**TEKS YANG DIBERIKAN:**
Jumat, 17 Juni 2011

Sempat Ditolak Bank, Sekarang Penghasilan Puluhan Juta Perbulan

Tiada uang,
Syammahfuz Chazali mengawali
usahanya pada akhir 2007.
Proposal pinjamannya ditolak
bank. Modal diperoleh dari
berbagai penghargaan yang
menghampirinya. Kini, setelah
3,5 tahun berlalu, pemuda ini
bisa menghasilkan puluhan juta
rupiah sebulan. Ia pun banyak
dicari perusahaan luar negeri
yang tertarik pada idenya.

Nama Faerumnesia 7G sengaja
dipilih Syammahfuz Chazali
sebagai bendera usaha.
Faerumnesia adalah akronim
dari feses (kotoran),
ruminansia (lambung sapi), dan
Indonesia. Adapun 7G singkatan
dari 7 orang gigabit. "Artinya,
karya Indonesia dari kotoran
sapi. Tujuh orang terdiri dari
lima mahasiswa dibantu dua
dosen," tutur Syam, panggilan
karibnya.

Syam tak sendiri mendirikan
Faerumnesia 7G ini. Ia dibantu 4
kawan kampusnya dan dua
dosen dari jurusan Agribisnis
dan jurusan Tanah.
Bila bulan ini ia berkutat hanya
memproduksi 3.000 bata, bulan
depan, kapasitas produksinya
meningkat 10 kali lipat. Ia
harus membuat 30.000 bata
seharga Rp 3.000 per buah.
Alhasil, Syam pun bisa
mengantongi omzet Rp
90.000.000, Juli nanti.

Selain sibuk memproduksi bata,
Syam juga harus meladeni
permintaan beberapa
perusahaan dari dalam dan
luar negeri. Perusahaan-
perusahaan itu hendak
mengadopsi ide pemanfaatan
kotoran sapi.

**PETUNJUK TUGAS:**
1 – Menurut teks tentang usaha bata dari kotoran sapi, berapa harga satu bata buatan Syam?
2 – Tulis ulang bagian teks tentang usaha bata dari kotoran sapi, yakni penggalan dari "Proposal pinjamannya ditolak" sampai "tertarik pada idenya.", dengan mengganti "pemuda" menjadi "anak muda".

**BARIS DATA:**
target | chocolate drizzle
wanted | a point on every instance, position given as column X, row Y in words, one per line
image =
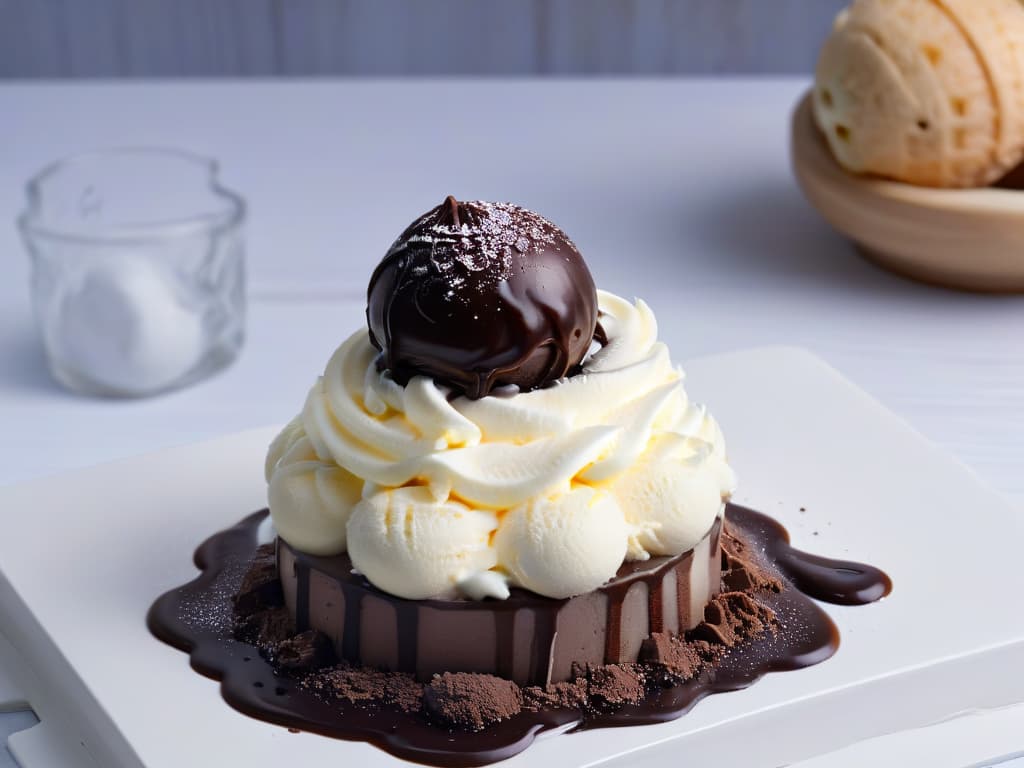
column 481, row 296
column 535, row 640
column 250, row 683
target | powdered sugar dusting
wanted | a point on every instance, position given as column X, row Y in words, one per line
column 482, row 238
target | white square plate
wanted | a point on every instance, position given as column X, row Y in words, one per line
column 83, row 556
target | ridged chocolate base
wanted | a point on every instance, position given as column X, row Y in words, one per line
column 526, row 638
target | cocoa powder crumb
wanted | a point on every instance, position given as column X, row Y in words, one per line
column 732, row 617
column 616, row 683
column 678, row 658
column 366, row 685
column 471, row 700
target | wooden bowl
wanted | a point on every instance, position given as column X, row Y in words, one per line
column 965, row 239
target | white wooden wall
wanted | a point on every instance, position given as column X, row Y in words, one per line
column 173, row 38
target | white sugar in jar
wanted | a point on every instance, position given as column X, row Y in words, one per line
column 137, row 270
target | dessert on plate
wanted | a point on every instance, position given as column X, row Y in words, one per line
column 497, row 513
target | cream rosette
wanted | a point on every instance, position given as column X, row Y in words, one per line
column 549, row 489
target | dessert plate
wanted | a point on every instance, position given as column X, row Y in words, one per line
column 84, row 555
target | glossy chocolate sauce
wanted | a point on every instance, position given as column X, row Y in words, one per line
column 198, row 617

**PENYELESAIAN TUGAS:**
1 – Rp 3.000 per buah.

2 –
Proposal pinjamannya ditolak
bank. Modal diperoleh dari
berbagai penghargaan yang
menghampirinya. Kini, setelah
3,5 tahun berlalu, anak muda ini
bisa menghasilkan puluhan juta
rupiah sebulan. Ia pun banyak
dicari perusahaan luar negeri
yang tertarik pada idenya.